(PROBLEM TO SOLVE):
Can you write out all of the material below, word for word, with nothing changed?

(Records excerpted from a collection):
****************
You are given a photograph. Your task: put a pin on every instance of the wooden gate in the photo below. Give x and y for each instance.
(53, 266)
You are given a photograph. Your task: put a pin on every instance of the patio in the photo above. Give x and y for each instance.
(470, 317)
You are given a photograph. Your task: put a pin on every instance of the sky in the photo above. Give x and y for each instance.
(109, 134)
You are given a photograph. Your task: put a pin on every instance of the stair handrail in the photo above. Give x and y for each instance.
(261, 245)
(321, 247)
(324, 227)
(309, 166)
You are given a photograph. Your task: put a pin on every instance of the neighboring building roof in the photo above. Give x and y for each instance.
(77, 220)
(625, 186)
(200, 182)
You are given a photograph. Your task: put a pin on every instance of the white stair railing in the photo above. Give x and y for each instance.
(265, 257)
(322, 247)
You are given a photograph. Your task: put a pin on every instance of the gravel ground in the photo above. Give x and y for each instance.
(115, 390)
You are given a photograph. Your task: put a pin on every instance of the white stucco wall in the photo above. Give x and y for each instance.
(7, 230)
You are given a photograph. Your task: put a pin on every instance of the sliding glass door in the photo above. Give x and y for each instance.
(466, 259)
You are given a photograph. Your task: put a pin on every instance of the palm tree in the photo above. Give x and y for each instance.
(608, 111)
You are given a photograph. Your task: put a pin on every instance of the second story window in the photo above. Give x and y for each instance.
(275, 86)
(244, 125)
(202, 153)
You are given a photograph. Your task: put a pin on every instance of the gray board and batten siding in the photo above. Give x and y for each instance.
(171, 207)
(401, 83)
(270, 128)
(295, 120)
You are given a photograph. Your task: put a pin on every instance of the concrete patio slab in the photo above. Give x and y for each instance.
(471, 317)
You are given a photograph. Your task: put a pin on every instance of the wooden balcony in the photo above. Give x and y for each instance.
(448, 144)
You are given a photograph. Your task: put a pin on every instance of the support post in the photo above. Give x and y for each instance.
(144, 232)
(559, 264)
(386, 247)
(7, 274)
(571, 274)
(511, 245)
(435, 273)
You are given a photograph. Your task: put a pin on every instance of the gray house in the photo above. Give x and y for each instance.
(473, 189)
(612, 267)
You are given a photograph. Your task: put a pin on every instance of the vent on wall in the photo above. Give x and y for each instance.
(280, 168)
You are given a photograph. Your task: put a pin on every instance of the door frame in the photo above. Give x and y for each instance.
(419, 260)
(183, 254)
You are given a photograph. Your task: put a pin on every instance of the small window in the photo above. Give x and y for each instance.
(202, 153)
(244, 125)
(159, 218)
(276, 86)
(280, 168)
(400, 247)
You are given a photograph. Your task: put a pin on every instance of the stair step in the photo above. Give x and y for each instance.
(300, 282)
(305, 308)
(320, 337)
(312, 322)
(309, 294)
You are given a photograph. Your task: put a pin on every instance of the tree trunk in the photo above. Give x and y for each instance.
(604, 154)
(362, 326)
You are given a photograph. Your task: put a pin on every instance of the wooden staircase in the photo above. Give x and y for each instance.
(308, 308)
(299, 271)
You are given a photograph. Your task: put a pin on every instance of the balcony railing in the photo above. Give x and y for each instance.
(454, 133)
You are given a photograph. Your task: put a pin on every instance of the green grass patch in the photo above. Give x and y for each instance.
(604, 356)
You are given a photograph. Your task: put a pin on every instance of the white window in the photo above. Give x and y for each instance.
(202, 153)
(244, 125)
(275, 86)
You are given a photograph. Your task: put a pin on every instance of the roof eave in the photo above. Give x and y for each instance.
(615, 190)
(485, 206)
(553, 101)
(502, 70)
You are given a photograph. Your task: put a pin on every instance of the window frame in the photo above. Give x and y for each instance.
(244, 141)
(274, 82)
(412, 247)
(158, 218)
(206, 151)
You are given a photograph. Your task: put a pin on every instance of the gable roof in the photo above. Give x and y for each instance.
****************
(THE SOLUTION):
You are given a photograph. Your task: put a pin on every instance of the wooden gate in the photo below. Give x and y for each instance.
(53, 266)
You are given a photograph. Your task: put a pin on every instance of the patio in the photo above. Give x and y for each instance.
(470, 317)
You are given a photograph. Your task: put a pin on every instance of the sky in the photo above. Give x and y for each instance.
(109, 134)
You are given a photograph. Your task: put a pin on every instance of the stair handrail in the photo above. Give x and y for each instance.
(261, 245)
(321, 247)
(324, 227)
(309, 166)
You are given a photograph. Your task: put a pin on every instance of the neighboring building roof in the photo above. Give x and y for each instance.
(77, 220)
(625, 186)
(200, 182)
You are given a photograph. Your task: put a pin on every instance of the white stair railing in the photo above. Give x and y for each instance.
(265, 257)
(322, 247)
You are given a photograph. Your task: put a pin on every instance of the gravel ground in the photo above. Give x and y for each instance.
(115, 390)
You are given a photograph. Your task: put a pin on every instance of the white stucco wall in the photo above. Give x and y for each instance.
(7, 230)
You are given a photograph. Your task: put a pin on every instance of the sliding glass door in the photo above. Give x and y for each instance.
(466, 259)
You are given a photograph. Your task: put a pin on every instance of the palm tree in the photo above. Give x and y for each instance.
(608, 111)
You are given a photograph. Your task: put a pin on every instance of the second story window in the photo above. Give x and y for each instance.
(275, 86)
(244, 125)
(202, 153)
You are given a photograph. Your task: put a pin on every instance of the gray board and batten siding in the photo above. Give x and y for each instance.
(171, 207)
(401, 83)
(270, 128)
(295, 120)
You are given a photograph. Your task: put a pin on every instance of the concrete patio slab in the photo above. Give x and y for each instance.
(471, 317)
You are given a photograph. Your task: put a pin on every instance of the wooden balcony in the photo above. Give x and y for each instance.
(448, 144)
You are given a photograph. Your task: put a pin on every instance of the support post in the photo above. Give x and y for each instance.
(144, 232)
(559, 264)
(386, 247)
(7, 274)
(571, 274)
(511, 245)
(435, 273)
You are given a photograph. Your task: put a pin on every instance of the gray house in the photo above. Give x and y for each instance.
(473, 189)
(612, 267)
You are given a photograph. Your task: put a pin on every instance of the vent on wall in the photo above. Give x and y for each instance.
(280, 168)
You are given a photograph. Your task: put a pin on every instance of the door frame in the photo above. Give x and y for each instance.
(419, 260)
(183, 254)
You are given a photograph. Your task: put a pin on every instance of the small window in the photo above. Give x and y for each instance.
(202, 153)
(244, 125)
(159, 218)
(276, 86)
(280, 168)
(400, 247)
You are given a photograph. Your task: put a pin on every instance of the stair step in the photo above. Give x and y for each instance.
(300, 282)
(305, 308)
(320, 337)
(312, 322)
(309, 294)
You are given a photograph. Your task: put a pin on every instance of the tree trunk in the photo above. Give x and y for each instance.
(604, 154)
(362, 326)
You are given a photograph. Your task: put a pin on every instance of the wooden staircase in the photo above. Give x and y for each instance.
(308, 308)
(299, 271)
You are given a photograph. Your task: put a pin on every instance of the balcony railing in the photo above. Give x and y for each instance.
(454, 133)
You are given a photograph. Your task: put a pin on every instance of the green grass patch in the photo above. Give x and y for each instance.
(604, 356)
You are given a photograph. Your task: put a pin on every instance of the white window in the photo above. Give x and y for each instance.
(202, 153)
(244, 125)
(275, 86)
You are given a photograph. Your task: put a pin on every instance of the roof eave in the photo above. Give x and y for each instance.
(615, 190)
(485, 206)
(553, 101)
(502, 70)
You are given a photograph. Your task: put a pin on every instance of the window frame in the photo above. Give x and y for each instance.
(244, 141)
(274, 82)
(412, 247)
(158, 218)
(206, 151)
You are given a photograph. Your task: put a pin on every instance of the gable roof in the photo above. Give x and y for each instance.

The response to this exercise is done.